** BEGIN **
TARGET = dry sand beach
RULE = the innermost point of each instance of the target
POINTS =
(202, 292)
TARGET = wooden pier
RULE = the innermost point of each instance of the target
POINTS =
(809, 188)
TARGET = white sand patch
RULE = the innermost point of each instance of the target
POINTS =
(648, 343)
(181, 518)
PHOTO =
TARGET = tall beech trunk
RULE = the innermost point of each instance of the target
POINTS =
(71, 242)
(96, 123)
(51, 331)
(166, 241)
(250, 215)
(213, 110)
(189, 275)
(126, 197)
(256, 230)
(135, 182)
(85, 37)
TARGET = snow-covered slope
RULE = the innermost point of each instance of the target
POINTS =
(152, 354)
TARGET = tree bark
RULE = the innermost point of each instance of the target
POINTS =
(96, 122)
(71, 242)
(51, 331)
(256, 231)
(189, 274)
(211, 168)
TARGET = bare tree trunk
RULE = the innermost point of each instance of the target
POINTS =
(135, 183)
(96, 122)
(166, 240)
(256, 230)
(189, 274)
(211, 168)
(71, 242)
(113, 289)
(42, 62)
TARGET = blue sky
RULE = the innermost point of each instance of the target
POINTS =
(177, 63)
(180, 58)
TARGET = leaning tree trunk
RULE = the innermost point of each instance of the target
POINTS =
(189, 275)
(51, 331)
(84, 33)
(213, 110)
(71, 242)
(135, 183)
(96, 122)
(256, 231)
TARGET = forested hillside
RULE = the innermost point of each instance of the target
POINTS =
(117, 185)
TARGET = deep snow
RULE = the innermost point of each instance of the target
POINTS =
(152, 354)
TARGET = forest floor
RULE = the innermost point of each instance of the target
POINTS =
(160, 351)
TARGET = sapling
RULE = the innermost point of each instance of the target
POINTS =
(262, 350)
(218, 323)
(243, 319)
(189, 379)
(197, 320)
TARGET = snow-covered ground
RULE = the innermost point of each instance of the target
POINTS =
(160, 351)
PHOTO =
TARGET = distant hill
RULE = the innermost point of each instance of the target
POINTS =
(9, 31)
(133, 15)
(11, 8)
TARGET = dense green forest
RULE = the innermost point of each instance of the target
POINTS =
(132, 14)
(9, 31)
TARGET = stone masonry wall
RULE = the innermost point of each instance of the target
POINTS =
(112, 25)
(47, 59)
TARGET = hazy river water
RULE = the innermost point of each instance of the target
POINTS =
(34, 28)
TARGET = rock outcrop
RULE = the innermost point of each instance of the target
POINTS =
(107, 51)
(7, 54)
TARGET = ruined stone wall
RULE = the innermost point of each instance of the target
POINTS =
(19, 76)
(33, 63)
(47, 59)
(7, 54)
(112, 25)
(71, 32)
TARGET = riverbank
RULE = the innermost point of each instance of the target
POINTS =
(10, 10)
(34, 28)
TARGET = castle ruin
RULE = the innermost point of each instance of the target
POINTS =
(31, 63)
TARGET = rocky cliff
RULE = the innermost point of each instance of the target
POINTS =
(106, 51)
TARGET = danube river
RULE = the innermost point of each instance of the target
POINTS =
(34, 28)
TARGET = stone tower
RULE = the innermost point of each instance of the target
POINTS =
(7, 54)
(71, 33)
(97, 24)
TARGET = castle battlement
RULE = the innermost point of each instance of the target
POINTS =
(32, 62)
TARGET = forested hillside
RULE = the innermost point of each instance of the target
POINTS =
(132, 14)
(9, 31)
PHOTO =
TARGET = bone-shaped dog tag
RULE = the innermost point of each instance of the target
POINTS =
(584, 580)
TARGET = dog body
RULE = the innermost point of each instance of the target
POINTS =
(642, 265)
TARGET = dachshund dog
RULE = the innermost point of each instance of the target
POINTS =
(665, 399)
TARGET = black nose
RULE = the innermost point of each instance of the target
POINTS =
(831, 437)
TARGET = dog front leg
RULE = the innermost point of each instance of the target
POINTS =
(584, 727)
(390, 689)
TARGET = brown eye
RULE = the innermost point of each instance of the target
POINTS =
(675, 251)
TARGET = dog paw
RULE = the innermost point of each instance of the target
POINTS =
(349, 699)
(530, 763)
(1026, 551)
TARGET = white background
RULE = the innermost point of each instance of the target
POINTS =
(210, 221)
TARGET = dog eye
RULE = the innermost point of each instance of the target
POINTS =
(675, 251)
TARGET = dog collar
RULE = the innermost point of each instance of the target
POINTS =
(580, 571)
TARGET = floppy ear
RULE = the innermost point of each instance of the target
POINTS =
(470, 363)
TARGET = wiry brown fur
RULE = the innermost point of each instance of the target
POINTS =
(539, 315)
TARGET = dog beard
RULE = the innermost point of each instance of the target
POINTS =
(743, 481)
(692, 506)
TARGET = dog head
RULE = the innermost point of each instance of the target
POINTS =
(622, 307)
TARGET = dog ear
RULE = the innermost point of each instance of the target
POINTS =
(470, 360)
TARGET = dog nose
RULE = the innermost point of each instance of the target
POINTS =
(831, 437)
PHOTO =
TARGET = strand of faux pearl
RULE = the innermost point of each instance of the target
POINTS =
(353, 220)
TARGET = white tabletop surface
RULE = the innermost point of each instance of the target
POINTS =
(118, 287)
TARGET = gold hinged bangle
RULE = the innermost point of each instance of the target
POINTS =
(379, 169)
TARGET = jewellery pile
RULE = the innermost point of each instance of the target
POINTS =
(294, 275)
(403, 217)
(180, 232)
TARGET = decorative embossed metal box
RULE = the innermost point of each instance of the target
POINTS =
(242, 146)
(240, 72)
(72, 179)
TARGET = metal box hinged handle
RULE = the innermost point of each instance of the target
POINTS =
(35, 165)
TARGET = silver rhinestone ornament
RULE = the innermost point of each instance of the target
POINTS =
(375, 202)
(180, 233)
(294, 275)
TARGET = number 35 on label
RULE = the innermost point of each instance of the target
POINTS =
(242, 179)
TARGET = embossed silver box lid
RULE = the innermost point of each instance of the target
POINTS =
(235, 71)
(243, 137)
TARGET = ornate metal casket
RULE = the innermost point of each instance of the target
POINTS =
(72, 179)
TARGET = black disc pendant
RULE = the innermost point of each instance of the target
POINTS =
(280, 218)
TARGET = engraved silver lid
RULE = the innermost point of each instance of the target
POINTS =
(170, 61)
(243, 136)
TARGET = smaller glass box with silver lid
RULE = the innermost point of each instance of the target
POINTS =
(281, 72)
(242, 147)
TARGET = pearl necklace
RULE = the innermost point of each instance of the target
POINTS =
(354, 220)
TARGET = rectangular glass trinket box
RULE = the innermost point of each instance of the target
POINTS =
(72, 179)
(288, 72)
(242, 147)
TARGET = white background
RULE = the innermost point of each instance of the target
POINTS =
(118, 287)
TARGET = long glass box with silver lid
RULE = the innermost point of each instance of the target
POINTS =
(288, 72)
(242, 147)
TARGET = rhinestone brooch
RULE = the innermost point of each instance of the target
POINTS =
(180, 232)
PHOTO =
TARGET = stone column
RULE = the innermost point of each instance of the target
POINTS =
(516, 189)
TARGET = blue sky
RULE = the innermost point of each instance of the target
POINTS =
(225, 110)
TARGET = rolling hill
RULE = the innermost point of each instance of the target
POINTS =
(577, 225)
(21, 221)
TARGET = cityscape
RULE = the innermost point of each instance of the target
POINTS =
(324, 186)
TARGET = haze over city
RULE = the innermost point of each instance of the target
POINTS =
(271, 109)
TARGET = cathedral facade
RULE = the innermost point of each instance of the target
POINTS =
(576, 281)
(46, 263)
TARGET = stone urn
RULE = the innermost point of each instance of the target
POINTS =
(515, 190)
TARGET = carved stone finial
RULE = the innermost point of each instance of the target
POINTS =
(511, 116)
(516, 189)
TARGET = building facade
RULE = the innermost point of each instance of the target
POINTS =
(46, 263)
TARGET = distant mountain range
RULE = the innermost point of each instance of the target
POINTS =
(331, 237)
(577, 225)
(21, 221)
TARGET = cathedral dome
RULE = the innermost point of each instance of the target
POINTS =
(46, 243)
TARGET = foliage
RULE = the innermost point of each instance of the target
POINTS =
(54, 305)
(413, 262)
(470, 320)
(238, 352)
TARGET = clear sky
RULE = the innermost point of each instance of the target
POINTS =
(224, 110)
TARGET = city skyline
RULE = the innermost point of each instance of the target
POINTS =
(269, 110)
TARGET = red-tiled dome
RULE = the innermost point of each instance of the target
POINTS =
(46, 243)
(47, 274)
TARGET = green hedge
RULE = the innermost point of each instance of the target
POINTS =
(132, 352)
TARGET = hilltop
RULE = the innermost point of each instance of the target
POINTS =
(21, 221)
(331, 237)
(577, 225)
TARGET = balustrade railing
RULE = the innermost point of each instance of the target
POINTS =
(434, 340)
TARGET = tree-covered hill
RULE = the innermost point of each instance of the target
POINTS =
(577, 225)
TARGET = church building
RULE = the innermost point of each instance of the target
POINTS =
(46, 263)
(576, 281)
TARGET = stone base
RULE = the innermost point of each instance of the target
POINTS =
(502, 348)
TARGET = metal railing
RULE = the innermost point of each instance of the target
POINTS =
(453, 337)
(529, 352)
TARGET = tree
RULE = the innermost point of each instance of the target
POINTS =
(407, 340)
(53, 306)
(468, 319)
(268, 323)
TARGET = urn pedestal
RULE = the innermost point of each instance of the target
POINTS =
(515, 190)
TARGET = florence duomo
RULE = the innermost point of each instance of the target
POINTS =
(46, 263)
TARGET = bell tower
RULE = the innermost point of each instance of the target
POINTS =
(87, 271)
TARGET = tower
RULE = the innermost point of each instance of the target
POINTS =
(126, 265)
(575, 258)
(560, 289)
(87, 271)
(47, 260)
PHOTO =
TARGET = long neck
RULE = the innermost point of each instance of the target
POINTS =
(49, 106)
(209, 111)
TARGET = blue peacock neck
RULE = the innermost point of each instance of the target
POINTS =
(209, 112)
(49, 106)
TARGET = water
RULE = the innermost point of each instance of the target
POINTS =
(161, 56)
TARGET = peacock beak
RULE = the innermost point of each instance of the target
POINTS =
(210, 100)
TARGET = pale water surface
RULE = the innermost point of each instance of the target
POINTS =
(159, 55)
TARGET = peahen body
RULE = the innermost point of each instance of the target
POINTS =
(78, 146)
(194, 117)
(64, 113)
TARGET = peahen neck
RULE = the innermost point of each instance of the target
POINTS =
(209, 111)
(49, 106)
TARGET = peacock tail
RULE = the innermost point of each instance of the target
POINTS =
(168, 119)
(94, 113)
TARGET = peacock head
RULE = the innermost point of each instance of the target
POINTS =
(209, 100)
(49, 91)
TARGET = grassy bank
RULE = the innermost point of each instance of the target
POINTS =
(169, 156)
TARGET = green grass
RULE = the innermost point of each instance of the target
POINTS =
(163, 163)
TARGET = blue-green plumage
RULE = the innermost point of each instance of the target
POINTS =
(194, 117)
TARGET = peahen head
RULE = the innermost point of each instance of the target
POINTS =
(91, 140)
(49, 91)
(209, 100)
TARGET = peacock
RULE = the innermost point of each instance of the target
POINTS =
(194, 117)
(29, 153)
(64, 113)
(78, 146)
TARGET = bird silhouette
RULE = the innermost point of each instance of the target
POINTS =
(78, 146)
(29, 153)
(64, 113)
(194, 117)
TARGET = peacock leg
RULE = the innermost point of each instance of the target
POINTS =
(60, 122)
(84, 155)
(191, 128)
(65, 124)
** END **
Reproduce only the lines between the line containing "TARGET = grassy bank" and the last line of the records, those two lines included, exactly.

» Solution
TARGET = grassy bank
RULE = the innermost point of each instance of the target
POINTS =
(169, 156)
TARGET = green grass
RULE = the innermost point of each instance of the target
POINTS =
(163, 163)
TARGET = blue-green plumage
RULE = the innermost point of each instance of the target
POINTS =
(194, 117)
TARGET = peahen head
RULE = the innermost point of each instance of the target
POINTS =
(91, 140)
(49, 91)
(209, 100)
TARGET = peacock
RULE = the innermost point of each instance of the target
POINTS =
(194, 117)
(29, 153)
(64, 113)
(78, 146)
TARGET = bird silhouette
RULE = the innermost point of each instance of the target
POINTS =
(78, 146)
(29, 153)
(64, 113)
(194, 117)
TARGET = peacock leg
RULE = the innermost point of each instance of the target
POINTS =
(60, 122)
(84, 155)
(191, 128)
(65, 124)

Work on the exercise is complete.